> PASSAGE TO READ
Brussels, 28/10/2013 (Agence Europe) - The troika of lenders (the European Commission, the European Central Bank and the International Monetary Fund) were back in Nicosia on Monday 28 October for a quarterly review of implementation of the Cypriot structural adjustment programme, while leaked confidential documents from the Central Bank of Cyprus (CBC) may cause more sparks to fly with the government. On Saturday 26 October, the CBC announced that it would be examining the size of special fees paid to consultants Alvarez & Marsal under an agreement signed with CBC governor Panicos Demetriades. The Financial Times says the bank had challenged the deal earlier in the week, as it had been signed without the knowledge of the banks' management board.
The Cypriot public prosecutor ordered an investigation last week after leaks in the Cypriot press of an email sent by Alvarez & Marsal to the governor of the central bank, referring to an agreement between them for the payment of commission of 0.1% of the total sum injected into the country's banks to recapitalise them, in other words a total of €11 million on top of fees already paid to the company, which was commissioned by the central bank to look into the causes of the crisis and was also involved in the restructuring of the island's biggest bank, Bank of Cyprus (BoC). In order to recapitalise BoC, the Cypriot government raided all deposits of over €100,000, taking a total of 47.5% from the accounts. News website Sigmalive says that the 0.1% was not taken from the raided savings, but from the aid provided by the European Stability Mechanism under the bailout agreed with the eurozone. A&M is reported to have offered last month to reduce the commission to €4.5 million. The central bank published a press release at the weekend saying that it had taken note of A&M's decision to leave the size of the commission to the bank's discretion. Earlier in the week, it had said that payment of the commission was not justified, however, quoting the view of an external legal advisor. Another CBC press release a little later said: “These press reports are part of orchestrated efforts being made by certain groups to compel the Governor of the CBC to resign.”

> DIRECTIVE 1
Decide whether each statement agrees with the article on the Cypriot central bank and its consultants' fees. For each, give yes or no with the deciding words from the article in quotation marks. (a) The troika came to Nicosia to carry out a quarterly review. (b) Sigmalive reports that the 0.1% commission came out of the raided savings. (c) A&M reportedly offered to lower its commission to €4.5 million.
> DIRECTIVE 2
Please extend the article on the Cypriot central bank and its consultants' fees, starting after its last sentence.

> DATA ENTRIES
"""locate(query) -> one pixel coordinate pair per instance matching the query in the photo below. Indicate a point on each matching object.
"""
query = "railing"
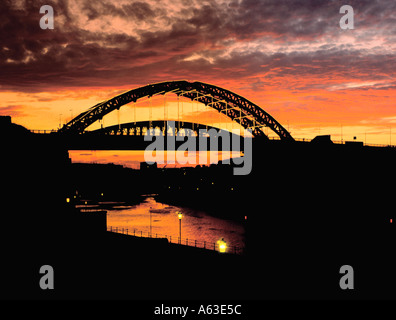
(176, 240)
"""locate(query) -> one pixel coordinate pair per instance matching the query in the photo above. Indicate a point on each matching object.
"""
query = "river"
(195, 224)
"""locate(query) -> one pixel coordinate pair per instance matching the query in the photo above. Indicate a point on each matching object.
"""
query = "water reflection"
(196, 225)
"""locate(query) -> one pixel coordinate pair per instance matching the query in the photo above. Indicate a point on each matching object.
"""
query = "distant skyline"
(289, 57)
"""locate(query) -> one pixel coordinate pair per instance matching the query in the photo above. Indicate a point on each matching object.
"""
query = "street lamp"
(150, 221)
(180, 216)
(222, 245)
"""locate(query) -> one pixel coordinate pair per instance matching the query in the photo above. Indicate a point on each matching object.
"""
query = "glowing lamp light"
(222, 245)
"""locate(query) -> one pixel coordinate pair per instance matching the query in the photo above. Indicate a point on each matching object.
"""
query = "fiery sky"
(290, 57)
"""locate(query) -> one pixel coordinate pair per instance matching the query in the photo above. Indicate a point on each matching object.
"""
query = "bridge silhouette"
(237, 108)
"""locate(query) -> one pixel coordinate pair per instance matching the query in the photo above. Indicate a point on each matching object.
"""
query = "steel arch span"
(247, 114)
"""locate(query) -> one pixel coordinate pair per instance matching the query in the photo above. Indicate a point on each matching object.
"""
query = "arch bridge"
(240, 110)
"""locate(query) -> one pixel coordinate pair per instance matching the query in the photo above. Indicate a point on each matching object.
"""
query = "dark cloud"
(32, 59)
(12, 110)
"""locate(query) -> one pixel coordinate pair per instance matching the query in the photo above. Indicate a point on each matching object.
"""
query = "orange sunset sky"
(289, 57)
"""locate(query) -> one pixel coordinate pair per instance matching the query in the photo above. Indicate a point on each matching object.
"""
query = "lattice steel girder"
(233, 105)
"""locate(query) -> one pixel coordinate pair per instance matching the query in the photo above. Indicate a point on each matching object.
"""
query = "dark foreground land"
(311, 208)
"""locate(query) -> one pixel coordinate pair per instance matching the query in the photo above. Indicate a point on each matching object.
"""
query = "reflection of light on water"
(196, 225)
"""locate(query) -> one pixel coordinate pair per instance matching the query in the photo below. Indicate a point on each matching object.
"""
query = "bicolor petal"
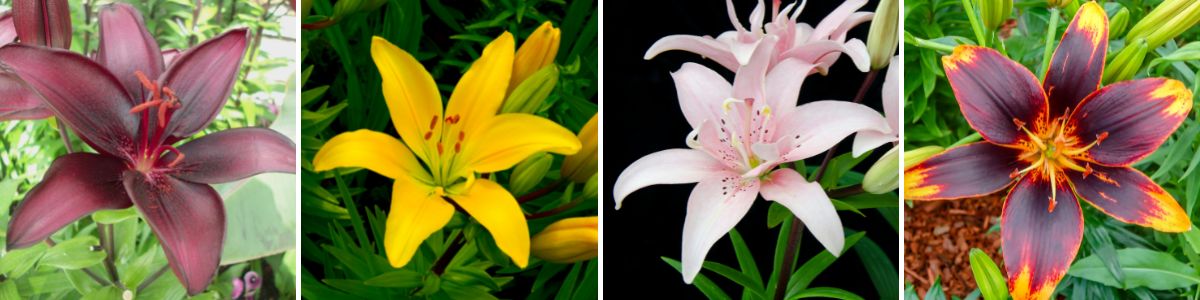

> RESULT 1
(a) Yes: "for a quarterly review of implementation of the Cypriot structural adjustment programme"
(b) No: "the 0.1% was not taken from the raided savings, but from the aid provided by the European Stability Mechanism"
(c) Yes: "A&M is reported to have offered last month to reduce the commission to €4.5 million"

> RESULT 2
Relations between the central bank and the government have been frosty for several months and each of the troika institutions has already had to intervene with the president of Cyprus, Nicos Anastasiades, to stress that central bank independence is guaranteed by the EU treaties. Anastasiades recently revealed that he was planning to remove Demetriades from his job by providing the competent authorities with documents that he said proved Demetriades' incompetence in management of the crisis. In Brussels on Friday 25 October, Anastasiades met with the president of the European Commission, José Manuel Barroso. The Commission refused to comment after the meeting, but a source said on the fringes of the summit that the two men had probably touched on the central question. (EL/transl.fl)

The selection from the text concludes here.